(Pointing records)
※ ※ ※

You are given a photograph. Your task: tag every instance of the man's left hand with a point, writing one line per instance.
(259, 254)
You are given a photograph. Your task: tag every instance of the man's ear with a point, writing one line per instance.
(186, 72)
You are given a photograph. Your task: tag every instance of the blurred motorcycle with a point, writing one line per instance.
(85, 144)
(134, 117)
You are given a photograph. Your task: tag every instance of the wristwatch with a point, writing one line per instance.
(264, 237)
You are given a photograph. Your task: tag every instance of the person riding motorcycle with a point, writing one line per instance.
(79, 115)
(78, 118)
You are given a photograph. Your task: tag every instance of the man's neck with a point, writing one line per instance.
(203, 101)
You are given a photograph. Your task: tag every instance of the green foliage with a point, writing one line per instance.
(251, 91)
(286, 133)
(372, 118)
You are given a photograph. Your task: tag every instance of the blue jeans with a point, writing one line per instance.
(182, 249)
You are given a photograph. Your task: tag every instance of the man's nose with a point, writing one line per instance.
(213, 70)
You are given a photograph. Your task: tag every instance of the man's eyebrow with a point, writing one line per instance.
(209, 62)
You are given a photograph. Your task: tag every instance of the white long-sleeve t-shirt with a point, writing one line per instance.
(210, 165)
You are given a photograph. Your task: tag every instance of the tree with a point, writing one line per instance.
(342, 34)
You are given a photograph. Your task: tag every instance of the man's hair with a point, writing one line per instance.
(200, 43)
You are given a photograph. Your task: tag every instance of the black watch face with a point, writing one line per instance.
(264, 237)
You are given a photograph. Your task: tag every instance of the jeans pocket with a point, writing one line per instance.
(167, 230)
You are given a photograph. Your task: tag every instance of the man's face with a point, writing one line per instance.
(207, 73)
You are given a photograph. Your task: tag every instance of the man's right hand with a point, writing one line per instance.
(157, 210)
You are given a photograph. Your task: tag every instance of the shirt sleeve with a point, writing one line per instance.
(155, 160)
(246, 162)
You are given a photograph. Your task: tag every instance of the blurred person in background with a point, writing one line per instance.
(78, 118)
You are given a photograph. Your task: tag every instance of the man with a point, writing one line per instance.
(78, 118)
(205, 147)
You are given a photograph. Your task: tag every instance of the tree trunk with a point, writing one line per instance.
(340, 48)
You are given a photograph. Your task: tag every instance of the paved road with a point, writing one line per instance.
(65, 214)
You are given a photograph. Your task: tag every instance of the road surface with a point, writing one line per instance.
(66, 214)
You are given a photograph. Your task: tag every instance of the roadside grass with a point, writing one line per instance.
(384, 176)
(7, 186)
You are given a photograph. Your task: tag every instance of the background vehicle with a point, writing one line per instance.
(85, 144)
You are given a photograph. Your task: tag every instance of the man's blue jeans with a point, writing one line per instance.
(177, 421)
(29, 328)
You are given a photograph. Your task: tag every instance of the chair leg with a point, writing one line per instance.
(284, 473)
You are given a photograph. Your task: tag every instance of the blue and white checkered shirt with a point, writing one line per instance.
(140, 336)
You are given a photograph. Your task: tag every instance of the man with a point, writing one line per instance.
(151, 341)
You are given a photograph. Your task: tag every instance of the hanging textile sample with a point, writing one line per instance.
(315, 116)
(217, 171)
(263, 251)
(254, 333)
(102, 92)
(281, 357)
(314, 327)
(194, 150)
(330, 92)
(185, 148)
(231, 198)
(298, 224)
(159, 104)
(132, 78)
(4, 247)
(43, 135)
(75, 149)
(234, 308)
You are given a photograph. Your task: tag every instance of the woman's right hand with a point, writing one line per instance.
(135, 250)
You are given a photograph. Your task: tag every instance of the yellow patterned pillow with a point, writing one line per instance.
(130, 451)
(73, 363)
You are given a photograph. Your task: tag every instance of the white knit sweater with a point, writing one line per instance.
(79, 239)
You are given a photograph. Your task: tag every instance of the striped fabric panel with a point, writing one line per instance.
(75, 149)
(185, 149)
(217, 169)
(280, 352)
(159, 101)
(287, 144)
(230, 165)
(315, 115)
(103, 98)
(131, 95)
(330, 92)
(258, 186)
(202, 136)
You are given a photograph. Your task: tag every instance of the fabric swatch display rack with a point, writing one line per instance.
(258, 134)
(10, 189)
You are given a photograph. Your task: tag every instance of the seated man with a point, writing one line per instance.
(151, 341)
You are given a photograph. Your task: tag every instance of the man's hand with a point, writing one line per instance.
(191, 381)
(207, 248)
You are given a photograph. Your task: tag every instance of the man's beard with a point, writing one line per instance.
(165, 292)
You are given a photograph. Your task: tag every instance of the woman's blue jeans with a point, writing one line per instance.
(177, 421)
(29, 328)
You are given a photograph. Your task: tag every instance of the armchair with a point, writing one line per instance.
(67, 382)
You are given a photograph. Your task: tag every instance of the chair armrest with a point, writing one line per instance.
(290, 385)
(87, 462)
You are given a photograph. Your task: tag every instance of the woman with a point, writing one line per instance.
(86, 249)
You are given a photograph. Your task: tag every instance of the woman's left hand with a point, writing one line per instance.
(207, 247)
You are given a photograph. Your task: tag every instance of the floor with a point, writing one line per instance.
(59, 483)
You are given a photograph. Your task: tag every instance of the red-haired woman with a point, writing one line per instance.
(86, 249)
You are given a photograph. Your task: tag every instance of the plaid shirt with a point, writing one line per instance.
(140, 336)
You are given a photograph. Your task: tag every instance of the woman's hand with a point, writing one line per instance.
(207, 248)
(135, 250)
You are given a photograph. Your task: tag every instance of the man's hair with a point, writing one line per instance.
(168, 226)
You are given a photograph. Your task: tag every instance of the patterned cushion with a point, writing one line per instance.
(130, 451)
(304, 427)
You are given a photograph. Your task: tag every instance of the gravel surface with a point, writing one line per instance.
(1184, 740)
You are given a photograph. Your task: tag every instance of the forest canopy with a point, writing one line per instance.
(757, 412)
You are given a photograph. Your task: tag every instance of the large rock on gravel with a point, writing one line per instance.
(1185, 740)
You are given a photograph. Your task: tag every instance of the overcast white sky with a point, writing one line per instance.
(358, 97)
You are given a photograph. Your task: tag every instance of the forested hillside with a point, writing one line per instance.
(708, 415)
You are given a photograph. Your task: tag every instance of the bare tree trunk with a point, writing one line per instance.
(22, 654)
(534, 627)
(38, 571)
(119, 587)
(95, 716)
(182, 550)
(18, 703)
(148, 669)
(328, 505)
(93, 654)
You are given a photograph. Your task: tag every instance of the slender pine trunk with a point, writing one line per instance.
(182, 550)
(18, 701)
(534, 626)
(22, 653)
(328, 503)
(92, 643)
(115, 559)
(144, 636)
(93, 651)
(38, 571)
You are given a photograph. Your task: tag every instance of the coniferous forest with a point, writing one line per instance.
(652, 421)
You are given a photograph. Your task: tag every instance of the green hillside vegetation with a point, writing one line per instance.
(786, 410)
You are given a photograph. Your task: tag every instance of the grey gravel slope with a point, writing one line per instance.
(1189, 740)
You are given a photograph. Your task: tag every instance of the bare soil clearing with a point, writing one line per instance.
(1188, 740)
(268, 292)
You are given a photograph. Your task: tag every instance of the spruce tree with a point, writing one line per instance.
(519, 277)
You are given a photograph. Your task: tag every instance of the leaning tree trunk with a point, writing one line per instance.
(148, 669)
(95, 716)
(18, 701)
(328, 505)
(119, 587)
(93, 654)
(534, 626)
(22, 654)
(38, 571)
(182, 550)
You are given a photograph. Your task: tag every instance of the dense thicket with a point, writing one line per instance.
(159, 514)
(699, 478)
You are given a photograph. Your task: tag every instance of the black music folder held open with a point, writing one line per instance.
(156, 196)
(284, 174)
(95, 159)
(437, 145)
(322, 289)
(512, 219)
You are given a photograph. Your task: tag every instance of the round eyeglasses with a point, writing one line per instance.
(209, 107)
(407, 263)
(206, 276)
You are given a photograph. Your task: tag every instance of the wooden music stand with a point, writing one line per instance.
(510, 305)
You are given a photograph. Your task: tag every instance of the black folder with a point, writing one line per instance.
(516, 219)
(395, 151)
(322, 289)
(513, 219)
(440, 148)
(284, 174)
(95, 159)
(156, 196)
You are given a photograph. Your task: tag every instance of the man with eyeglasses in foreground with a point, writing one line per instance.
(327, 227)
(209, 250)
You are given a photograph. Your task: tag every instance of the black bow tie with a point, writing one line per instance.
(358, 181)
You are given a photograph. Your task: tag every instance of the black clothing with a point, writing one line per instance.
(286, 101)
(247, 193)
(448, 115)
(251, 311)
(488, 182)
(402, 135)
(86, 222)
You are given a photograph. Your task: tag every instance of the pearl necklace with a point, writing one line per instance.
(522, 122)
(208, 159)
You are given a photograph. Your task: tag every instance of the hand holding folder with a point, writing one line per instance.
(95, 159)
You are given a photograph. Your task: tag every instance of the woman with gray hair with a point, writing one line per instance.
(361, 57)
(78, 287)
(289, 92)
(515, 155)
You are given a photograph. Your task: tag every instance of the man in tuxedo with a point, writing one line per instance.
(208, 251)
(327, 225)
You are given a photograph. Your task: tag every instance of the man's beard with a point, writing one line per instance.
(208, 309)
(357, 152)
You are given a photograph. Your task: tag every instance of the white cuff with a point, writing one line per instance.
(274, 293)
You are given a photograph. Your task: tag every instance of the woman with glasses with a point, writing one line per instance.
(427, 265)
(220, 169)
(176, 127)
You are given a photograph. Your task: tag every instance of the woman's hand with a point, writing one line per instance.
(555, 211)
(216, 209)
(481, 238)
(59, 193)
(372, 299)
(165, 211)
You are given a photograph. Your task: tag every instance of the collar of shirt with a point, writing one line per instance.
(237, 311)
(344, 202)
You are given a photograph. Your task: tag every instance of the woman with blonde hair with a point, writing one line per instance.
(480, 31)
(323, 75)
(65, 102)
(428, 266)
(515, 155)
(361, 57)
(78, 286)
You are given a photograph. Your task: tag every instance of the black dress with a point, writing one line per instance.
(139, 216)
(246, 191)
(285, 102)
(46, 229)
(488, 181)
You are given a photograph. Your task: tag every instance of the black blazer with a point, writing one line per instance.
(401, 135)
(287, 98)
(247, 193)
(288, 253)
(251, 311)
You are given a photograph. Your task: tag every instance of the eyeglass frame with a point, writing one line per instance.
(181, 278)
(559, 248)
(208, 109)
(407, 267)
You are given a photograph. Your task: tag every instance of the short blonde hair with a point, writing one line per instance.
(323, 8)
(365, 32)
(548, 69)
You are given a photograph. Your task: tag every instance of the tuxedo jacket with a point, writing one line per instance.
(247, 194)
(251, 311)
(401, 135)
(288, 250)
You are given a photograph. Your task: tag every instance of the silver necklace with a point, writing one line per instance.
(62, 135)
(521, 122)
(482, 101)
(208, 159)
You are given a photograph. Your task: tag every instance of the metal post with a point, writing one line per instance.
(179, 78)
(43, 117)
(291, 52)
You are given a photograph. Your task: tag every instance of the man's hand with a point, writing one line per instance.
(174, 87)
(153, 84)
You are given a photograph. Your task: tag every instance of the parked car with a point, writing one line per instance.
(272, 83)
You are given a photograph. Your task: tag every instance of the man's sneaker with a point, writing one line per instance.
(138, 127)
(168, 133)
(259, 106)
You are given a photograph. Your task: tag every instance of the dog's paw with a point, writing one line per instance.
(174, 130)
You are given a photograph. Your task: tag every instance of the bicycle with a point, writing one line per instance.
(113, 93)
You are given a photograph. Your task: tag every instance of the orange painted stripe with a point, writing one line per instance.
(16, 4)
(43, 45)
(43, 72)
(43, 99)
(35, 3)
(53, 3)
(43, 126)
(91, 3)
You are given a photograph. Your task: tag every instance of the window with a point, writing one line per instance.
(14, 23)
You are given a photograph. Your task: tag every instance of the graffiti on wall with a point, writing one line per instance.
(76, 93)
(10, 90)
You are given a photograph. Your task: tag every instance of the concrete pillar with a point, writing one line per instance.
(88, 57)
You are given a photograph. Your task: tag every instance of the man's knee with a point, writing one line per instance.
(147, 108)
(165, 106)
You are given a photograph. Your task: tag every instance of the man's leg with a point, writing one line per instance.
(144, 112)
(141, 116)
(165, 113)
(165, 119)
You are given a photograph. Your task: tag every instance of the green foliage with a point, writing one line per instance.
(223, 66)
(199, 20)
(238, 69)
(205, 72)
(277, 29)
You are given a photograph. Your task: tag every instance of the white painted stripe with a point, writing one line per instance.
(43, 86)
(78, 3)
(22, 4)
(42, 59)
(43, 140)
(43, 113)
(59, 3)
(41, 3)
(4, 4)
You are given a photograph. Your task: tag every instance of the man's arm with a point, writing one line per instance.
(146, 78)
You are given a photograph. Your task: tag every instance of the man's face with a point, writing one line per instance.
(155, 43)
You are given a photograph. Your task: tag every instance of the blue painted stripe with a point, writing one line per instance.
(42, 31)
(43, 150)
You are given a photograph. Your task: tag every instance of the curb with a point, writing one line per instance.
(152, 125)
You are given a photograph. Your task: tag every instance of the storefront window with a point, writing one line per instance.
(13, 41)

※ ※ ※

_Task_:
Copy exactly the lines of the listing above, beginning at the line with "of the window" and ending at its final line; write out nothing else.

_Worked answer_:
You are given a photograph. Your task: tag every instance of the window with a point, writing one line per instance.
(14, 23)
You are given a photograph. Your task: tag every instance of the graffiti on wall with a point, writing one line per instance.
(76, 93)
(10, 90)
You are given a photograph. Your task: tag every instance of the concrete pillar with a point, writing one line per instance.
(88, 57)
You are given a photograph. Your task: tag every instance of the man's knee with a point, writing one line per instance.
(147, 108)
(165, 106)
You are given a photograph. Your task: tag every instance of the man's leg with a point, writing one line per instance.
(144, 112)
(141, 116)
(165, 113)
(165, 119)
You are given a photograph. Your task: tag every instance of the green foliage with a point, writing one line per instance.
(223, 66)
(199, 20)
(238, 69)
(205, 72)
(277, 29)
You are given a photograph. Your task: tag every instance of the white painted stripe with a point, writing one line per instance.
(43, 86)
(78, 3)
(22, 4)
(42, 59)
(43, 140)
(43, 113)
(59, 3)
(41, 3)
(4, 4)
You are given a photograph. Your task: tag every instance of the man's arm with a point, writing one line per instance.
(146, 78)
You are given a photograph. Your task: tag every instance of the man's face with a point, writing one line per instance.
(155, 43)
You are given a photograph. Your task: tag every instance of the blue painted stripe with a point, writing one line per instance.
(42, 31)
(43, 150)
You are given a photograph. Your task: tag every instance of the curb with a point, writing one line per instance.
(152, 125)
You are given a photograph. Your task: tag every instance of the storefront window with a point, writing one line per instance.
(13, 41)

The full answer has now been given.